Photo object pointing items:
++++++++

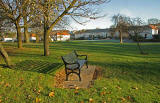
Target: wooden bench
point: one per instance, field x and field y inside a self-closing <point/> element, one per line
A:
<point x="73" y="64"/>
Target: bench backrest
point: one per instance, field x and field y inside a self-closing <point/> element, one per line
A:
<point x="70" y="58"/>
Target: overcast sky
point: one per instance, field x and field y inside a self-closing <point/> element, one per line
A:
<point x="133" y="8"/>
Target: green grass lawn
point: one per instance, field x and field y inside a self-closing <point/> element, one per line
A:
<point x="127" y="77"/>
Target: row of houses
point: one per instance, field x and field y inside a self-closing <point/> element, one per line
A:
<point x="90" y="34"/>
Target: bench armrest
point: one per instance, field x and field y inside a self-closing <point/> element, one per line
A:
<point x="86" y="57"/>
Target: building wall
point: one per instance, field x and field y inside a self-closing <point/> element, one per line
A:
<point x="63" y="37"/>
<point x="90" y="35"/>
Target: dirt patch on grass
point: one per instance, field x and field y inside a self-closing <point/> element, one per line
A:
<point x="88" y="76"/>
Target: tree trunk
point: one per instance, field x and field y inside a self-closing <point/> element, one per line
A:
<point x="121" y="36"/>
<point x="139" y="46"/>
<point x="46" y="43"/>
<point x="5" y="56"/>
<point x="19" y="35"/>
<point x="26" y="35"/>
<point x="37" y="38"/>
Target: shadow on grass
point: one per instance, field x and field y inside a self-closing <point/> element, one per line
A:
<point x="38" y="66"/>
<point x="140" y="72"/>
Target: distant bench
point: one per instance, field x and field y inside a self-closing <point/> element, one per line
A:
<point x="73" y="63"/>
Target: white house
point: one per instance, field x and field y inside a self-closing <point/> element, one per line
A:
<point x="8" y="39"/>
<point x="90" y="34"/>
<point x="150" y="32"/>
<point x="63" y="36"/>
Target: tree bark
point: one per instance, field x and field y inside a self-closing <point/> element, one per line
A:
<point x="26" y="35"/>
<point x="37" y="38"/>
<point x="46" y="43"/>
<point x="19" y="35"/>
<point x="5" y="56"/>
<point x="121" y="36"/>
<point x="139" y="46"/>
<point x="48" y="29"/>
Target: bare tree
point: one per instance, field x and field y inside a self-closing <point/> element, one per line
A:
<point x="4" y="54"/>
<point x="153" y="21"/>
<point x="120" y="24"/>
<point x="137" y="26"/>
<point x="12" y="9"/>
<point x="54" y="11"/>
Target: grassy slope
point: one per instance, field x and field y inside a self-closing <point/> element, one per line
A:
<point x="127" y="75"/>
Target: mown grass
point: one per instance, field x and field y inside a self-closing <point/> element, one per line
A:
<point x="127" y="76"/>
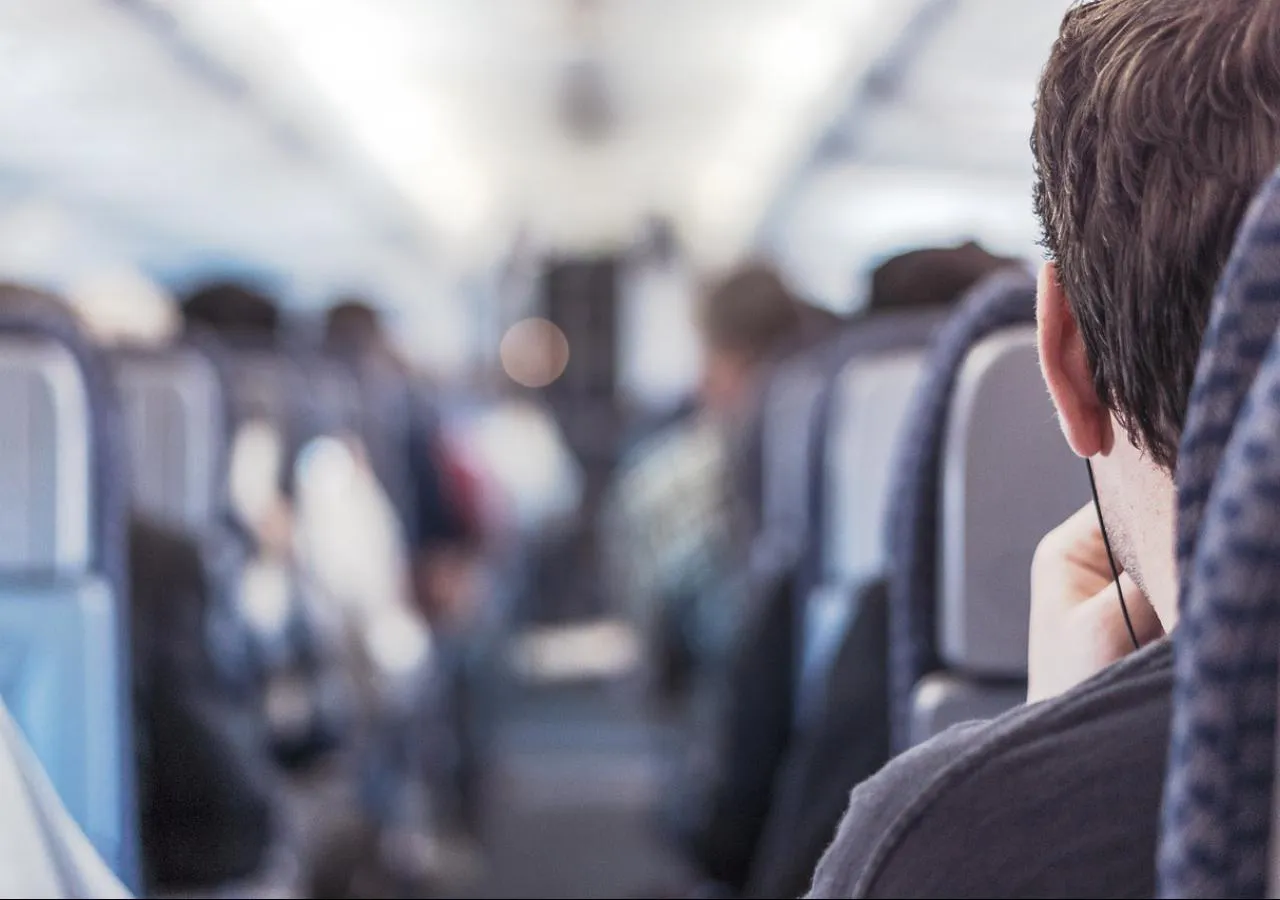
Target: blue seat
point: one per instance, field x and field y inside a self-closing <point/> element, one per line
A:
<point x="176" y="412"/>
<point x="1217" y="809"/>
<point x="63" y="569"/>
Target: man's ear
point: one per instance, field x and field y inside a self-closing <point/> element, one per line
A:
<point x="1084" y="419"/>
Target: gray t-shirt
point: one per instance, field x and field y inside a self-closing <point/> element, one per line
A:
<point x="1059" y="799"/>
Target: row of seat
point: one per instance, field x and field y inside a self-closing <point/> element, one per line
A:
<point x="979" y="473"/>
<point x="92" y="438"/>
<point x="63" y="583"/>
<point x="919" y="450"/>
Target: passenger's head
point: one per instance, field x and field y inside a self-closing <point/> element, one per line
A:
<point x="352" y="329"/>
<point x="931" y="277"/>
<point x="233" y="310"/>
<point x="1156" y="123"/>
<point x="745" y="319"/>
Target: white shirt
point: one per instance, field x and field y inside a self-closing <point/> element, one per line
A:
<point x="42" y="851"/>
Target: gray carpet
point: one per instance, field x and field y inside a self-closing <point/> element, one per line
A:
<point x="570" y="809"/>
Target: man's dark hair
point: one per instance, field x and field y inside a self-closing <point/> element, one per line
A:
<point x="931" y="277"/>
<point x="233" y="310"/>
<point x="750" y="311"/>
<point x="1156" y="123"/>
<point x="352" y="328"/>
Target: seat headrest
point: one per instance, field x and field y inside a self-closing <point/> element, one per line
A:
<point x="1008" y="479"/>
<point x="1217" y="794"/>
<point x="176" y="416"/>
<point x="28" y="315"/>
<point x="46" y="522"/>
<point x="869" y="403"/>
<point x="790" y="416"/>
<point x="1004" y="300"/>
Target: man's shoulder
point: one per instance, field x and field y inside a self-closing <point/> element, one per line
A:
<point x="931" y="813"/>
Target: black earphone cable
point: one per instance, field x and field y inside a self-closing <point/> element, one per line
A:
<point x="1111" y="558"/>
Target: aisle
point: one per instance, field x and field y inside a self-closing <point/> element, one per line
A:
<point x="570" y="816"/>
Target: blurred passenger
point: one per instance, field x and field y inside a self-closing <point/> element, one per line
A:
<point x="676" y="530"/>
<point x="1143" y="105"/>
<point x="757" y="811"/>
<point x="200" y="739"/>
<point x="433" y="492"/>
<point x="425" y="482"/>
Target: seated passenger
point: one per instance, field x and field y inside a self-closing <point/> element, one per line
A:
<point x="1156" y="123"/>
<point x="762" y="802"/>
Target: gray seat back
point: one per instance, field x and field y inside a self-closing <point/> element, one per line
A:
<point x="1008" y="479"/>
<point x="868" y="407"/>
<point x="790" y="416"/>
<point x="176" y="417"/>
<point x="62" y="663"/>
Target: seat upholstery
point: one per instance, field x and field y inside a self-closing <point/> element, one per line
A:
<point x="178" y="434"/>
<point x="1004" y="300"/>
<point x="868" y="375"/>
<point x="1217" y="807"/>
<point x="64" y="645"/>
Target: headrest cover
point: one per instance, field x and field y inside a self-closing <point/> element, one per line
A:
<point x="176" y="414"/>
<point x="1004" y="300"/>
<point x="45" y="480"/>
<point x="869" y="406"/>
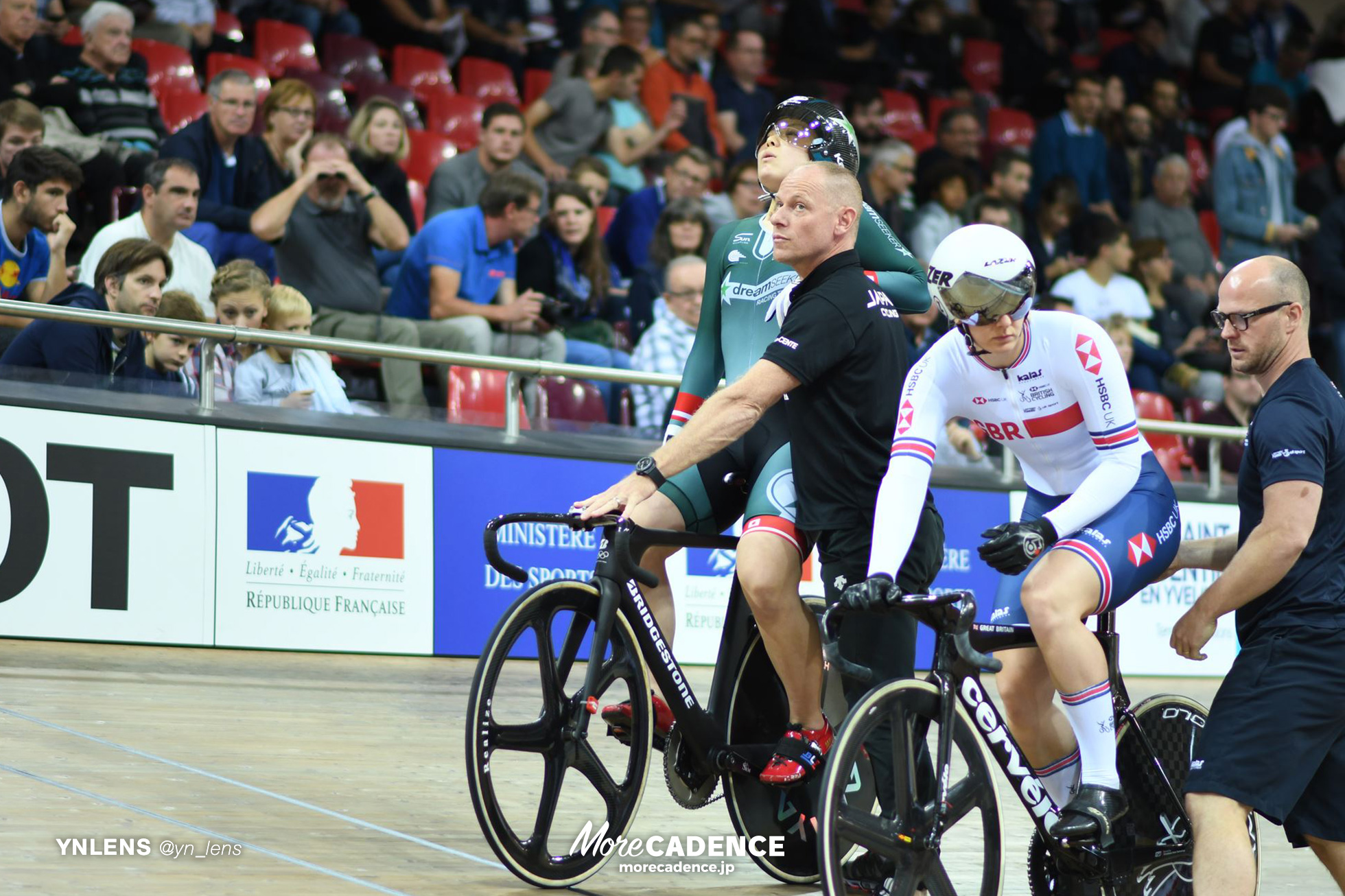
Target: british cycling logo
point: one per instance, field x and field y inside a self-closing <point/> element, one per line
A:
<point x="325" y="516"/>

++++++++

Exercise
Return every item above line for line without any changes, but leave out the pictures.

Answer in full
Target: wooden bench
point: one per instance, field x and field y inside a self-closing <point/> element, one per line
A:
<point x="73" y="64"/>
Target: bench backrest
point: one per instance, field x and field y inside a self-closing <point/> element, one per line
A:
<point x="70" y="58"/>
Target: overcast sky
point: one per instance, field x and field y inside a self-closing <point/> element, one per line
A:
<point x="133" y="8"/>
Target: green grass lawn
point: one per instance, field x and field y inside a self-closing <point/> element, one per line
A:
<point x="127" y="77"/>
Target: row of houses
point: one per instance, field x and field y inside a self-closing <point/> element, one per line
A:
<point x="90" y="34"/>
Target: bench armrest
point: one per instance, field x and field y inside a self-closing <point/> element, one per line
A:
<point x="86" y="57"/>
Target: building wall
point: one per instance, field x and field y inside a self-closing <point/> element, one per line
A:
<point x="63" y="37"/>
<point x="90" y="35"/>
Target: dirt patch on grass
point: one per instance, field x and field y inside a self-closing <point/> element, one per line
A:
<point x="88" y="76"/>
Target: tree trunk
point: one per instance, field x and field y inside a self-closing <point/> element, one per line
A:
<point x="121" y="36"/>
<point x="139" y="46"/>
<point x="46" y="43"/>
<point x="5" y="56"/>
<point x="19" y="35"/>
<point x="26" y="35"/>
<point x="37" y="38"/>
Target: shadow on grass
point: one per instance, field x and field y inside a self-closing <point/> element, one per line
A:
<point x="38" y="66"/>
<point x="140" y="72"/>
Target: distant bench
point: one per instance, field x and field y inside a self-closing <point/> element, one per line
A:
<point x="73" y="63"/>
Target: white house
point: one per instance, field x and field y inside a self-closing <point/> element, one per line
A:
<point x="8" y="39"/>
<point x="90" y="34"/>
<point x="150" y="32"/>
<point x="63" y="36"/>
Target: tree bark
point: one per instance, field x and field y inside a self-closing <point/> element, one per line
A:
<point x="26" y="35"/>
<point x="37" y="38"/>
<point x="46" y="43"/>
<point x="19" y="35"/>
<point x="5" y="56"/>
<point x="121" y="36"/>
<point x="139" y="46"/>
<point x="48" y="29"/>
Target: bare tree
point: one per instance, field x and field y inside a self-closing <point/> element, one per line
A:
<point x="4" y="54"/>
<point x="153" y="21"/>
<point x="120" y="24"/>
<point x="137" y="26"/>
<point x="12" y="9"/>
<point x="54" y="11"/>
Target: grassy slope
point: one per instance, field x and field y inside a self-closing <point/> element, one per line
A:
<point x="127" y="75"/>
Target: mown grass
point: one per instance, field x and field y inside a self-closing <point/> element, one per line
A:
<point x="127" y="76"/>
Target: blue seat
point: one per instance, field x and field y inside a self-closing <point/> element, one per line
A:
<point x="176" y="412"/>
<point x="1217" y="809"/>
<point x="63" y="569"/>
Target: man's ear
point: one per instance, field x and field y inside a self-closing <point/> element, one per line
A:
<point x="1084" y="419"/>
Target: gray t-shirt
point: one per instance, field x and field y inside a self-closing <point/> element, one per line
A:
<point x="1059" y="799"/>
Target: row of seat
point: one per instance, field x and field y inside a self-closing <point/> element, one per line
A:
<point x="979" y="473"/>
<point x="92" y="438"/>
<point x="63" y="583"/>
<point x="919" y="450"/>
Target: passenger's head
point: one per instance, field x and field y inside a self-closing <point/> element, one per line
A:
<point x="352" y="329"/>
<point x="931" y="277"/>
<point x="233" y="310"/>
<point x="1156" y="123"/>
<point x="745" y="319"/>
Target: white shirt
point: one per instance, field x and field y inside a self-closing <point/> element, one per line
A:
<point x="42" y="851"/>
Target: gray carpet
point: one per instance, field x and field y inside a self-closing <point/> element, one per line
A:
<point x="570" y="809"/>
Target: man's dark hair
point: one per instance, field x and field y inside a self-closing <point/> element, one per line
A:
<point x="931" y="277"/>
<point x="233" y="310"/>
<point x="750" y="311"/>
<point x="1156" y="123"/>
<point x="352" y="328"/>
Target: seat headrest
point: one per instance, field x and field y inside a self-closing <point/> element, one per line
A:
<point x="1008" y="479"/>
<point x="1217" y="794"/>
<point x="176" y="416"/>
<point x="28" y="315"/>
<point x="46" y="522"/>
<point x="869" y="403"/>
<point x="790" y="416"/>
<point x="1004" y="300"/>
Target: man's shoulder
point: one per instance, field x and field y inside a self-closing <point/> element, one per line
A:
<point x="931" y="813"/>
Target: black earphone cable
point: one per instance, field x and field y inside a self-closing <point/> element, one per line
A:
<point x="1111" y="558"/>
Target: aisle
point: one per instance, field x and field y inside a self-closing <point/> element, one per line
A:
<point x="570" y="816"/>
Target: blurred passenger
point: one per instance, field x and field y inside a self-closing <point/> element, one per line
A:
<point x="676" y="530"/>
<point x="1143" y="105"/>
<point x="757" y="811"/>
<point x="200" y="739"/>
<point x="433" y="492"/>
<point x="425" y="482"/>
Target: seated passenger
point: one per instance, field x and field y inside a self-closing <point/> element, one per line
A:
<point x="1156" y="123"/>
<point x="762" y="802"/>
Target: gray seat back
point: one per instance, field x and field y inside a self-closing <point/> element, one per line
A:
<point x="1008" y="479"/>
<point x="868" y="407"/>
<point x="790" y="416"/>
<point x="176" y="417"/>
<point x="62" y="663"/>
Target: seat upholstery
point: one per instance, field x and field y inside a self-closing <point/> element, one per line
A:
<point x="178" y="434"/>
<point x="1004" y="300"/>
<point x="868" y="375"/>
<point x="1217" y="807"/>
<point x="64" y="645"/>
Target: headrest cover
point: one per instance, field x and field y inside a self-closing <point/> element, one per line
A:
<point x="176" y="414"/>
<point x="1004" y="300"/>
<point x="45" y="480"/>
<point x="869" y="406"/>
Target: british cycling logo
point: one per instance, field x and field y inside a self-closing <point/> element, one per line
A:
<point x="325" y="516"/>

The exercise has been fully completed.